### Directions for this task
Lines from the one containing "Question. Put a dot on every instance of the small" through the final line of the data, restated word for word and free of pictures, make up the whole answer.
Start of Input data
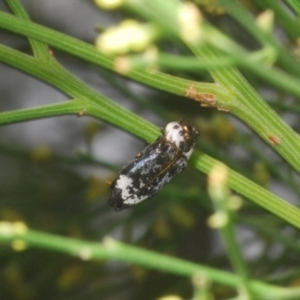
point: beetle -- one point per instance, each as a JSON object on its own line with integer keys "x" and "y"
{"x": 154, "y": 166}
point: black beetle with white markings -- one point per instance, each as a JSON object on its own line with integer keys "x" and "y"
{"x": 155, "y": 166}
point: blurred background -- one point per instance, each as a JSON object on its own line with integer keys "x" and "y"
{"x": 53, "y": 174}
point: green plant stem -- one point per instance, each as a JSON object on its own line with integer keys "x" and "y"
{"x": 243, "y": 16}
{"x": 95, "y": 104}
{"x": 254, "y": 112}
{"x": 245, "y": 103}
{"x": 63, "y": 108}
{"x": 89, "y": 53}
{"x": 39, "y": 49}
{"x": 99, "y": 106}
{"x": 250, "y": 190}
{"x": 113, "y": 250}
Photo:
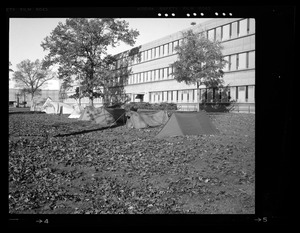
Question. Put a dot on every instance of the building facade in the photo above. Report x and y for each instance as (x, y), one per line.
(151, 80)
(17, 96)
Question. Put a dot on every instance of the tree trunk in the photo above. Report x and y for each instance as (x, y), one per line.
(32, 107)
(198, 97)
(91, 100)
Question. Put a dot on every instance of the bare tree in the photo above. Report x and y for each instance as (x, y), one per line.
(31, 76)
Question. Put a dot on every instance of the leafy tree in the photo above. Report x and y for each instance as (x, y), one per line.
(200, 62)
(78, 95)
(79, 47)
(31, 76)
(9, 69)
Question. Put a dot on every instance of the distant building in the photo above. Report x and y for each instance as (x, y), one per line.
(151, 79)
(15, 94)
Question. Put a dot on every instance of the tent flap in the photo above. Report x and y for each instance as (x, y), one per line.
(141, 120)
(195, 123)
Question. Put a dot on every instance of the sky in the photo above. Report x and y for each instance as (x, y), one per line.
(26, 35)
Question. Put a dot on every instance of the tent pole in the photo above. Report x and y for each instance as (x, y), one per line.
(117, 119)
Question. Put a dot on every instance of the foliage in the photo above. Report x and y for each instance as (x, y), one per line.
(31, 76)
(120, 170)
(77, 95)
(200, 61)
(9, 69)
(80, 48)
(146, 105)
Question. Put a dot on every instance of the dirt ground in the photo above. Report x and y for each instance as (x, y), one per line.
(64, 166)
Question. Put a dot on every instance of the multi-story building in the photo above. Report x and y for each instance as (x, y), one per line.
(151, 78)
(17, 96)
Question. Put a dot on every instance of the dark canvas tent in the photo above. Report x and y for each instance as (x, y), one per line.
(139, 120)
(102, 116)
(189, 123)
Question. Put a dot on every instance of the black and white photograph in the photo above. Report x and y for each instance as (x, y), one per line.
(142, 116)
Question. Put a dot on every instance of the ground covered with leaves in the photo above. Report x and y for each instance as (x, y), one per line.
(65, 166)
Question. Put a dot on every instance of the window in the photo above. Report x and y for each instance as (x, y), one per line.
(218, 33)
(157, 74)
(226, 67)
(170, 49)
(143, 77)
(234, 30)
(250, 94)
(161, 48)
(152, 74)
(161, 71)
(242, 61)
(251, 25)
(251, 59)
(152, 53)
(170, 72)
(165, 72)
(166, 52)
(226, 32)
(233, 63)
(243, 27)
(211, 34)
(175, 43)
(157, 52)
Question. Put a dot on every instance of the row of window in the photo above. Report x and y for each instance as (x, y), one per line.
(240, 61)
(232, 30)
(151, 75)
(229, 31)
(235, 62)
(238, 93)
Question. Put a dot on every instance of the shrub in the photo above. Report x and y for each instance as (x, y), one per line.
(134, 106)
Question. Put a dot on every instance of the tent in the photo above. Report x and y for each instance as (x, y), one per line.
(55, 107)
(139, 120)
(102, 116)
(76, 112)
(188, 123)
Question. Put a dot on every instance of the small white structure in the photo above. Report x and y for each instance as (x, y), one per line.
(55, 107)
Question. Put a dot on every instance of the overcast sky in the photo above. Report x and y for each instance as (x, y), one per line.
(26, 35)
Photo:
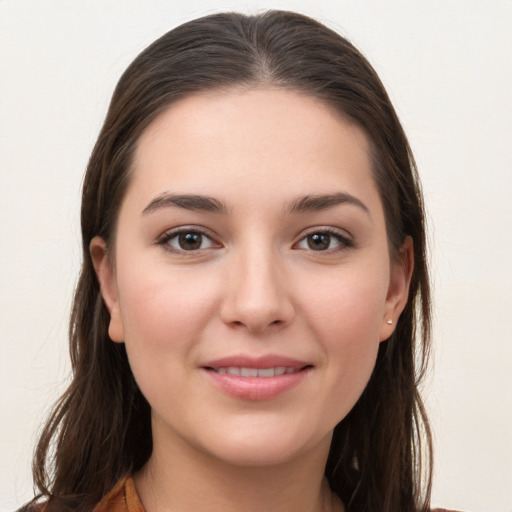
End of Input data
### Response for this exercise
Question. Put a dot on every instance of the small white structure in the photo above. Report x and y for each instance as (x, y), one per line.
(55, 107)
Question. Put a dot on every instance of the overcast sky in the photo above. Report x and y for each instance as (x, y), one per line.
(26, 35)
Photo:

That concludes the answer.